■ AIM OF THE TASK: Change every "Tag" in the items below to "Mark" and write the items out again with nothing else altered. Leave out the pictures.

■ EXERCISE MATERIAL:
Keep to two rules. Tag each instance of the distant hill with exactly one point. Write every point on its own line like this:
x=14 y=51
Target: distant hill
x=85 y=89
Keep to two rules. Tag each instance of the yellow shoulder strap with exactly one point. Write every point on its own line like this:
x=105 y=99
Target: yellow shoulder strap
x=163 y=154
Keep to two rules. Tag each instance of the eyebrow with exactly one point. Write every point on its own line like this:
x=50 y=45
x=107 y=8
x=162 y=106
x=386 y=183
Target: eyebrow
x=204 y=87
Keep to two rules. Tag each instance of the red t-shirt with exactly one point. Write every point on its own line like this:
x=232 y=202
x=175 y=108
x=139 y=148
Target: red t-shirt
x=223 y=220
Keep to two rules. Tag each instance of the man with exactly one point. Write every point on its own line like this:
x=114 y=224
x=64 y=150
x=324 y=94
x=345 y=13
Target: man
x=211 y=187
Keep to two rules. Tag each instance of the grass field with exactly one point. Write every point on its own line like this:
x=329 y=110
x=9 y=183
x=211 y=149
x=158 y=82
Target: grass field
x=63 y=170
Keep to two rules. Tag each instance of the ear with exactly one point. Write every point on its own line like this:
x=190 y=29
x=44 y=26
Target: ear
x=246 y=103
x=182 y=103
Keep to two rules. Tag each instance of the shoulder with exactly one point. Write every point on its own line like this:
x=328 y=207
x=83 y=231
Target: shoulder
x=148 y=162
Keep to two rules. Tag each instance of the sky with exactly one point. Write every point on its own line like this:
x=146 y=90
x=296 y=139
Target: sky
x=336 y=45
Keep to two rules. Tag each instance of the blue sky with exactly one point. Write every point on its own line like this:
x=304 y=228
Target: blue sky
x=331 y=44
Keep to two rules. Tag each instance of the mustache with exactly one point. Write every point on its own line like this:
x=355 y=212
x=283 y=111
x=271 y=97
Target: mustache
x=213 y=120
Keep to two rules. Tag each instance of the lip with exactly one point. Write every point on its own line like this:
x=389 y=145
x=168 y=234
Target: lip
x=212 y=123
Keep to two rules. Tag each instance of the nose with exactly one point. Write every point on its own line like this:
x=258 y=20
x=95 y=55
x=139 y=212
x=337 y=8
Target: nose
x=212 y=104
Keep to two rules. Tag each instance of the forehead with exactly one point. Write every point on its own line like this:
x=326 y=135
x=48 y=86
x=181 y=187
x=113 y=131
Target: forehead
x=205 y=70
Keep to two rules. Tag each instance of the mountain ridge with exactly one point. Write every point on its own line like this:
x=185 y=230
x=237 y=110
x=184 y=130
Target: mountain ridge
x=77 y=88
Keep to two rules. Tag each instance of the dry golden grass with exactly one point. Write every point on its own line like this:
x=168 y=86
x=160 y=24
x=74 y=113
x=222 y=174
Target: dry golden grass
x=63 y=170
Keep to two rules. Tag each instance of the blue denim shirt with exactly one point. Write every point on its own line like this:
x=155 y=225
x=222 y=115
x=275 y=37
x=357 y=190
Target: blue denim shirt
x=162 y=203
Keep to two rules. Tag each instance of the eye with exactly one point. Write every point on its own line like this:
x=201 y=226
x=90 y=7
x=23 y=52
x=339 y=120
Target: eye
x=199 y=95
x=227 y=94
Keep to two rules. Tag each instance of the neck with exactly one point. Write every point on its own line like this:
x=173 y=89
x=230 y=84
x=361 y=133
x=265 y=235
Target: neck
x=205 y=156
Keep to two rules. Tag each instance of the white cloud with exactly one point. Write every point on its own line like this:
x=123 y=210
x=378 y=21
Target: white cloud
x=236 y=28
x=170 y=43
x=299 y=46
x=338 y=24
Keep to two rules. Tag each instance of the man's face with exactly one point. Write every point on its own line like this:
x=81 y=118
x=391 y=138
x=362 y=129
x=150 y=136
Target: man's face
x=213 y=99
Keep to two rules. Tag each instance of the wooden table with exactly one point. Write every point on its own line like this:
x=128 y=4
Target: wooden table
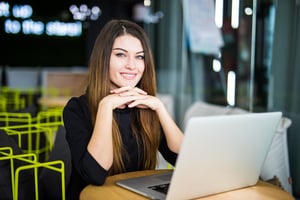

■ OUTPUT:
Keep to two rules. Mark each instance of the distant hill with exactly one point. Write every point on its own line like this:
x=14 y=51
Target: distant hill
x=85 y=89
Keep to two rules. Mark each instance of the yellow shoulder strap with exactly one point. Write every point on its own line like this:
x=105 y=99
Target: yellow shoulder strap
x=163 y=154
Keep to two rules. Mark each instance of the eyebrow with exactly one point. Write every point on its own line like this:
x=50 y=45
x=107 y=8
x=162 y=106
x=386 y=183
Target: eyebrow
x=204 y=87
Keep to two rules. Mark each instance of the red t-shirt with exactly one point. Write every point on its own line like this:
x=232 y=202
x=175 y=108
x=139 y=148
Target: red t-shirt
x=223 y=220
Keep to two rules. Mark each instance of the man with exactly one point. Write every point on its own line like this:
x=114 y=224
x=64 y=150
x=324 y=94
x=345 y=13
Target: man
x=211 y=187
Keep to two rules. Mark each instance of the grass field with exactly one point. Write every point on its own line like this:
x=329 y=110
x=9 y=183
x=211 y=149
x=158 y=82
Target: grass field
x=63 y=170
Keep to two rules. Mark each instance of the ear with exactly one point. Write every point on its own line like this:
x=190 y=29
x=44 y=26
Target: ear
x=246 y=103
x=182 y=103
Keep to two rules. Mark each instance of the shoulder with exactly one point. Write every point on its own line like this:
x=328 y=207
x=83 y=231
Target: shoulder
x=148 y=162
Keep to two rules. Mark each instance of the sky with exactly one point. Write every point on its own line like this:
x=146 y=90
x=296 y=139
Target: sky
x=336 y=45
Keep to two rules. Mark each instance of the blue sky with exactly one point. Write every point on its own line like this:
x=304 y=228
Target: blue sky
x=331 y=44
Keep to two rules. Mark each instance of the mustache with exactly one point. Write every point on its own line like this:
x=355 y=212
x=283 y=111
x=271 y=97
Target: mustache
x=213 y=120
Keep to two rules. Mark each instance of the lip with exactly one point. Write every point on its own line like this:
x=389 y=145
x=168 y=234
Target: lip
x=212 y=123
Keep to two rules. Mark each instance of the nose with exactly one point. Write every point on its own line like this:
x=258 y=20
x=95 y=55
x=139 y=212
x=337 y=8
Target: nose
x=212 y=104
Keep to two rules. Mark each instance of the forehead with exactly one point. Write every point on its own line like this:
x=326 y=135
x=48 y=86
x=181 y=187
x=113 y=131
Target: forehead
x=205 y=70
Keep to two rules. Mark each instance of the mountain ridge with exactly one point. Write every point on its own line like this:
x=185 y=230
x=237 y=110
x=184 y=130
Target: mountain ridge
x=77 y=88
Keep to two rules. Mark each instance of the dry golden grass with exactly one point. Write every point on its own line like this:
x=168 y=86
x=160 y=24
x=74 y=113
x=222 y=174
Target: dry golden grass
x=63 y=170
Keep to two rules. Mark each instance of the blue denim shirt with exactly one point. Write every point on its own line like this:
x=155 y=225
x=222 y=115
x=275 y=37
x=357 y=190
Target: blue denim shirt
x=162 y=203
Keep to two rules. Mark each instance of the eye with exactly one point. Write every point on its own line like this:
x=201 y=226
x=90 y=7
x=23 y=52
x=339 y=120
Target: eye
x=199 y=95
x=227 y=94
Keep to two rules. Mark each instance of the neck with exactly one point. Write every point on its own line like this:
x=173 y=89
x=230 y=84
x=361 y=133
x=265 y=235
Target: neck
x=205 y=156
Keep to two rules. Mark each instance of the white cloud with exactly one point. Write every point on its own line like this:
x=123 y=210
x=378 y=21
Target: white cloud
x=236 y=28
x=170 y=43
x=299 y=46
x=338 y=24
Keep to two rules. Mark each instance of the man's face with exactly one point. Write every point on its own line like this:
x=81 y=118
x=391 y=138
x=362 y=129
x=150 y=136
Target: man's face
x=213 y=99
Keep to two rules. Mark each instance of the wooden table with exactly one point. Write every point on its own line like this:
x=128 y=4
Target: wooden table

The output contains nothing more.